- _Lesetext_:
■ ■ ■ ■ ■

Klappentext
Wohin gehen wir, wenn wir nirgendwo mehr hinkönnen?
Kerrybrook ist Janas Lieblingswelt: Ein idyllisches Fischerdorf mit viel Grün und geduckten Häuschen. Es gibt Schafe, gemütliche Pubs und vom Meer her weht ein kühler Wind. Manchmal lässt Jana es regnen. Meistens dann, wenn es an ihrem Arbeitsplatz mal wieder so heiß ist, dass man kaum mehr atmen kann.
Jana ist Weltendesignerin. An ihrer Designstation entstehen alternative Realitäten, die sich so echt anfühlen wie das reale Leben: Fantasyländer, Urzeitkontinente, längst zerstörte Städte. Aber dann passiert ausgerechnet in Kerrybrook, der friedlichsten Welt von allen, ein spektakuläres Verbrechen. Und Jana ist gezwungen zu handeln …
Meine Meinung
Die Idee dahinter ist nicht neu: virtuelle Welten in der Zukunft, in die man sich mittels einem Ganzkörperanzugs und Helm einloggt und tatsächlich darin "lebt", ein Traum für so manchen Nerd und leider die Zukunft für die Menschen in Ursula Poznanskis neuem Thriller.
Da die Natur auf der Erde sich aufgrund Klimaveränderungen stark verändert hat, ist ein Leben in vielen Gebieten kaum möglich. Die Lösung: viele Menschen bzw. deren Körpern lagern sozusagen in Wohndepots, versorgt durch Nährlösungen, und verbringen ihre Zeit in diesen virtuellen Welten. Hier könne sie ihr Aussehen verändern, ihren Status, Zugänge zu anderen Welten erspielen und die unterschiedlichsten Leben ausprobieren. Nach dem Schlafen wachen sie allerdings in ihren Kammern auf und müssen immerhin 40 Minuten in der Realität verbringen. Ein grausames "Erwachen" für viele, da die Illusion um vielfaches angenehmer ist.
ZitatAuch das ist ein Grund, warum die Menschen keine Lust mehr auf die Realität haben. Hier sind sie ungelenker, behäbiger und - nennen wir es ruhig beim Namen - hässlicher.
Zitat Seite 24
Die 17jährige Jana gehört zu den wenigen, die noch hauptsächlich in der Realität leben. Sie arbeitet als "Weltenschöpferin" und konstruiert an Computern Schauplätze, in die die Menschen sich einloggen können.
Einerseits eine sehr faszinierende Vorstellung, je nach Lust und Laune zwischen Welten zu wechseln, ob idyllisches Landleben, historisches Setting wie bei Jane Austen oder aufregende Begegnungen mit Dinosauriern in der Kreidezeit ... für jeden Geschmack ist etwas dabei! Aber auch Kriegs- und Zombieszenarien stehen zur Auswahl, doch nicht jeder wird zu jeder Welt zugelassen. Es gibt Persönlichkeitsprofile, die den Zutritt nur jenen gewähren, die vom Charakter in diese Welten passen.

■ ■ ■ ■ ■

(Extrahierte Datensätze)
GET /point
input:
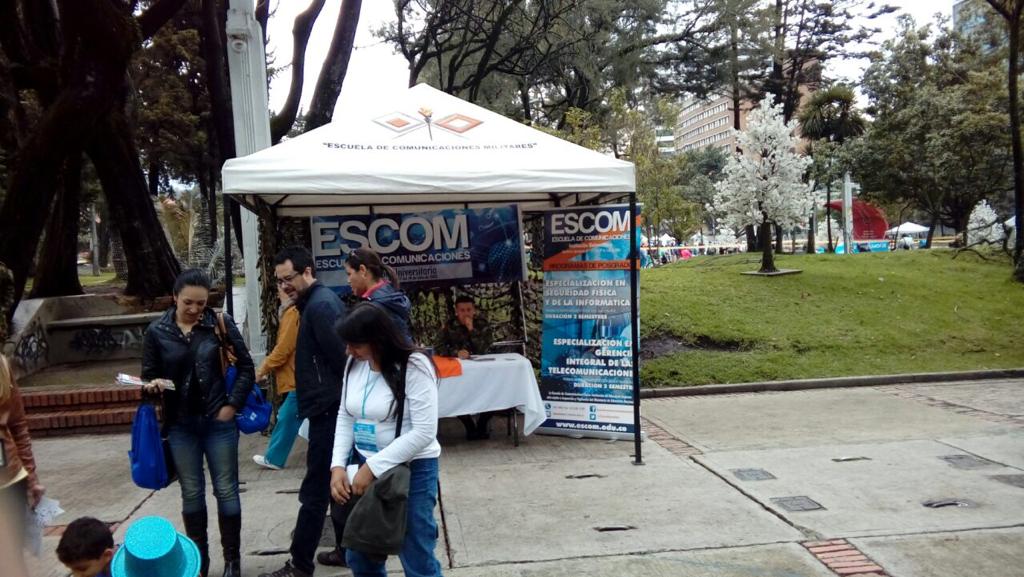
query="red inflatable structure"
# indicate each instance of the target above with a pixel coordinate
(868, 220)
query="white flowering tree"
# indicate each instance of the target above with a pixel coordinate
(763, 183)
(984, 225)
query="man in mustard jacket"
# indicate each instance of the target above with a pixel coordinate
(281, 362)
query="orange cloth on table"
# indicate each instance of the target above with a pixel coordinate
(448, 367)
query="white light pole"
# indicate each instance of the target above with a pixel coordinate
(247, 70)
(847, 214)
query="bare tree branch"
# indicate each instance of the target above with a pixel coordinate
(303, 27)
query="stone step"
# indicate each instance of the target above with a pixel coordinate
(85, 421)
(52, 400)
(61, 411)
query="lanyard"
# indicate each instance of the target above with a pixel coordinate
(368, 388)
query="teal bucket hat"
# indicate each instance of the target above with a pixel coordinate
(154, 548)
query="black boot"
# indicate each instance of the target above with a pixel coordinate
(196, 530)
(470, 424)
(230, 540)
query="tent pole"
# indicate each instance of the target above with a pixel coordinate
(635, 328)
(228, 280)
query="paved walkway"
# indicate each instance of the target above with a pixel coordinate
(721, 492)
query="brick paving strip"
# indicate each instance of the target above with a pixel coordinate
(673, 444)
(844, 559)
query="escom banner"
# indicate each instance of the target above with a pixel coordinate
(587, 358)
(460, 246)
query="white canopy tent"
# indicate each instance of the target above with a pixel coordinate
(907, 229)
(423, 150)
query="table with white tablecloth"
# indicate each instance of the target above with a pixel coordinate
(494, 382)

■ ■ ■ ■ ■

- _Anforderungen der Aufgaben_:
[a] Gib aus der Buchbesprechung den Abschnitt von "Zitat Seite 24" bis einschließlich "sich einloggen können." wortgetreu wieder.
[b] Fasse den Absatz der Buchbesprechung, der mit "Da die Natur auf der Erde" beginnt, als Stichpunktliste zusammen und behalte dabei seine wesentlichen Fakten bei.
Das Material wird hier nicht gebraucht.

- _Antworten je Aufgabe_:
[a]
Zitat Seite 24
Die 17jährige Jana gehört zu den wenigen, die noch hauptsächlich in der Realität leben. Sie arbeitet als "Weltenschöpferin" und konstruiert an Computern Schauplätze, in die die Menschen sich einloggen können.

[b]
- Wegen Klimaveränderungen ist ein Leben in vielen Gebieten der Erde kaum möglich.
- Viele Menschen bzw. ihre Körper lagern in Wohndepots und werden mit Nährlösungen versorgt.
- Ihre Zeit verbringen sie in virtuellen Welten.
- Dort können sie ihr Aussehen und ihren Status verändern, sich Zugänge zu anderen Welten erspielen und die unterschiedlichsten Leben ausprobieren.
- Nach dem Schlafen wachen sie in ihren Kammern auf und müssen 40 Minuten in der Realität verbringen.
- Für viele ist dieses "Erwachen" grausam, weil die Illusion um vieles angenehmer ist.